Make a directory for your run.
Make a csv file (e.g.: "mnc-list.csv") in this directory with a list of all the ABSOLUTE PATHS (the realpath
command can be helpful here) of scans you want to include. E.g. /data/chamal/projects/chloe/chloe_preprocessed/structural_lsq6/mch_rca111_001_20171121_102212_131073_mri_lsq6.mnc.
The first column contains paths to each scan (all timepoints included, the order does not matter), and the second column a unique identifier for each subject. Subjects must have at least two timepoints (i.e. appear twice in the second column) or the pipeline will fail.
Make a script for the run in the directory. Here is an example:
module load anaconda/5.1.0-python3 minc-toolkit/1.9.17 minc-stuffs/0.1.24^minc-toolkit-1.9.17 qbatch pydpiper/2.0.13
twolevel_model_building.py --verbose --pipeline-name=whateveryouwant \
--csv-file mnc-list.csv --resolution 0.1
twolevel_model_building.py
is the program that runs the pipeline. Type twolevel_model_building.py --help
to get options for the command. "Verbose" means the terminal will talk to you as the cluster crunches through the steps of the pipeline for instance.
Name your pipeline. This one is called "whateveryouwant". You must specify the number of executors (processing units) to us (e.g.: 150).
The lsq6 stage involves the initial major alignment by rotation. This script used the simple option, which means the scans can be assumed to be in the same general orientation and native space as your initial model or atlas. This is generally NOT a safe assumption unless you've done some fancy preprocessing to your images and atlas (as done by our preprocessing script. Most users should use --lsq6-large-rotations
which tests a large amount of orientations before settling on a best fit.
The --init-model
is where you tell the script which atlas to use. Do so.
Two pipeline has the option to run MAGeT in order to segment label volumes, however we choose not to as have found problems with the template library selection. If you are interested in running MAGeT you can do so separately, and refer to our wiki.
Finally, you must point the script at the csv (e.g.: "mnc-list", kept in the same folder as the scans) you previously made with all the absolute paths to scans listed.
Run your script and wait.

===

Continue the guide to running the two-level model-building pipeline, picking up after its final step.

▶ Records pointing to named objects
===

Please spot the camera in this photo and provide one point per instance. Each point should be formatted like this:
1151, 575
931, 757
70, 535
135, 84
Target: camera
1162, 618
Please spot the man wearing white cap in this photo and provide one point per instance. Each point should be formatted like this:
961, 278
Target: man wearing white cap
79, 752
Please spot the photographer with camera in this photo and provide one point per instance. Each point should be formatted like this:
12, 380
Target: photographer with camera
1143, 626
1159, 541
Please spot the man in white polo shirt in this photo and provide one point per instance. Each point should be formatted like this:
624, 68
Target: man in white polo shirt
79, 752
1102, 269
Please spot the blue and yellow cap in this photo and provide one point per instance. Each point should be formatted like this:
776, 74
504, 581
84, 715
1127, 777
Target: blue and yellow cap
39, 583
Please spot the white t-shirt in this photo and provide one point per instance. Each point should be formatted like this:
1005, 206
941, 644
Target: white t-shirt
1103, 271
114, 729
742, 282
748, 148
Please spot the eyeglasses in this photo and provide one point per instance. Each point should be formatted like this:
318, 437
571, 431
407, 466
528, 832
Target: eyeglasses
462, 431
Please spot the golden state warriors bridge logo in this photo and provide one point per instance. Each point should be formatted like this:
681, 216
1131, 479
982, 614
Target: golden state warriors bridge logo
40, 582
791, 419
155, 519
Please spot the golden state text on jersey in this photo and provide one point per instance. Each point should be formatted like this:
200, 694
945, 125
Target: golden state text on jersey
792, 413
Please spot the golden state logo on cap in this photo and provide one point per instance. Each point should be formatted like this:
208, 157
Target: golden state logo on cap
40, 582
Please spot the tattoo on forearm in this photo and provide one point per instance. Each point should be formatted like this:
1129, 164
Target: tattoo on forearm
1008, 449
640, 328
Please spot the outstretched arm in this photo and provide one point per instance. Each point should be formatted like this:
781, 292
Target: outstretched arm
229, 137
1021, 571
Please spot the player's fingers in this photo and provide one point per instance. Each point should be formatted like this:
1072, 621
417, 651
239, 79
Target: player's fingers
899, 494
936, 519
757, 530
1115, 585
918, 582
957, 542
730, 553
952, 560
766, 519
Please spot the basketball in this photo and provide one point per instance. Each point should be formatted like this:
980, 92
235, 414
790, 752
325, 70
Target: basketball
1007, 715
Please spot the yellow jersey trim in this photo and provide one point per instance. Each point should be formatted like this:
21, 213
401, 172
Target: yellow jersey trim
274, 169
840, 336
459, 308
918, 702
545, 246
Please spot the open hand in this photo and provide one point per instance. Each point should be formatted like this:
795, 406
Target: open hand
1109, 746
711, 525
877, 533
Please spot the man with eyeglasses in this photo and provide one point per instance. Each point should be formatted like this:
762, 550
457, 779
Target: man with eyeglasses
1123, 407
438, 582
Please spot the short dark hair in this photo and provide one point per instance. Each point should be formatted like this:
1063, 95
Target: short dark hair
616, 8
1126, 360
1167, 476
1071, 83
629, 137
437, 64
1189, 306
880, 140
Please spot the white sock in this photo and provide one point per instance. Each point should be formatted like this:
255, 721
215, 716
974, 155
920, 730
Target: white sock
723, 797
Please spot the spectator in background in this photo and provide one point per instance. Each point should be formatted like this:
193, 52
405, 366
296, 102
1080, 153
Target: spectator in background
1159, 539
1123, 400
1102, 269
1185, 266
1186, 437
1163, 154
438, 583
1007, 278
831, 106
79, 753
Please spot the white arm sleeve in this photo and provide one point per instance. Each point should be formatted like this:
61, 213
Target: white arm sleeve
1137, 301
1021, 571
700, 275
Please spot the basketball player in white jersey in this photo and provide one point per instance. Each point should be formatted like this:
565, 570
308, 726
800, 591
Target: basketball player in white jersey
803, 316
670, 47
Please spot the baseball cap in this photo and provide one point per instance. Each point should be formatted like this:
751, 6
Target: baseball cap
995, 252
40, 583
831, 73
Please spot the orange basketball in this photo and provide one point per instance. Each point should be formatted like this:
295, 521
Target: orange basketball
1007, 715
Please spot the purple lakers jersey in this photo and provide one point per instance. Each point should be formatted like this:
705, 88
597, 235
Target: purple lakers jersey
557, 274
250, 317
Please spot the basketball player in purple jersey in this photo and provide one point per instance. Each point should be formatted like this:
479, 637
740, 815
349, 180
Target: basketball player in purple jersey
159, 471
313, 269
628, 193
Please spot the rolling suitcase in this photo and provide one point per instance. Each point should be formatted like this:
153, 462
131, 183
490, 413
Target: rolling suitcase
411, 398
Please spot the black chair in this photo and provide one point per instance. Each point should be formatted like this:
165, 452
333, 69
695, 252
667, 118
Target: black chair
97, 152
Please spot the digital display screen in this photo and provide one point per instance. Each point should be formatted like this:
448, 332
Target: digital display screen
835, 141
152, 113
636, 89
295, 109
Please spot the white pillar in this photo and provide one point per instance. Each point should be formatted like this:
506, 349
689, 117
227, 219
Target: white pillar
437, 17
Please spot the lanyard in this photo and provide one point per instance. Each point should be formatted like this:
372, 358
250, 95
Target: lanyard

===

▶ Expected output
So your terminal seems to be accepting commands again, so your pipeline run finished... or did it? How can you tell? Did it do a good job? QC'ing is a must before moving on to look at your results. Your results are meaningless if the process failed at some point.
Inside the folder where you conducted your 2-level run, there should now be a few more folders. You'll notice a first level folder (where each subject's different timepoints were registered together) and a second level folder (where each subject's average was then itself registered to other subjects in one final big average). There are also a ton of logs, notably a pipeline.log which you can open in a text editor if you'd like.
Within the first level folder, you will find a "processed" directory for each subject. In each of these there will be various directories--two of these are the subject's lsq6 and lsq12 directory. In each of these directories should be lsq[6 12]_montage.jpg
files. Use display (lowercase) to open the png. Three slices at different orientations for each scan appear. So if subject 1 has 3 timepoints, three scans (with 3 orientations each) show up plus, for the lsq12 you'll also see the final average (also 3 orientations). The average is the one on the bottom right. Check to make sure the orientations and sizes are similar and in the same place. If all scans look aligned in the same way you're good, but if one or multiple scans look to be oriented differently, registration failed.
You can use the display tool (part of "minc-toolkit" library) to visualize these images.
Now it's time to QC the second level registrations. In the second level _lsq12 folder, there will be an "LSQ12_montage.jpg" that you can use to see if your LSQ12 stage worked for you second level.
#Mask for nlin-3 One more thing for you to check: how is the final mask that your two-level produced? This will be important when you start analyses.
In your run folder, there should be a directory called "[pipeline-name]_second_level-nlin". Go there. Inside you should find multiple mncs that are the averages of the images ([pipeline-name]-nlin-[1 2 3].mnc) and the masks ([pipeline-name]-nlin-[1 2 3]_mask.mnc). They will be differentiated by numbers. We will focus on the last one (with the highest number). To check how good your mask is, type this in your terminal: Display [pipeline-name]-nlin-3.mnc -label [pipeline-name]-nlin-3_mask.mnc (remember to module load minc-toolkit)
In the Display:Menu, click "d" on your keyboard followed by another "d". This will grayscale your background average.
You should see a semi-transparent red mask displayed on a gray background average. Here is mine:
This mask is over segmented, meaning it's including a lot of non-brain voxels as brain. This is especially apparent at the ventral regions; check out those olfactory bulbs! If your mask lines up well, you're good to move on to the next section, but if it looks more like mine, don't worry! There's a fix!
The problem is that our mask is using a very generous function for considering voxels part of the mask called max (voxel-wise maximum). Any voxel that is labelled as a mask in individual scans is considered part of the brain in the final average mask as well. A more conservative approach is voxel-voting, where a voxel must be part of multiple masks for it to end up in the final average.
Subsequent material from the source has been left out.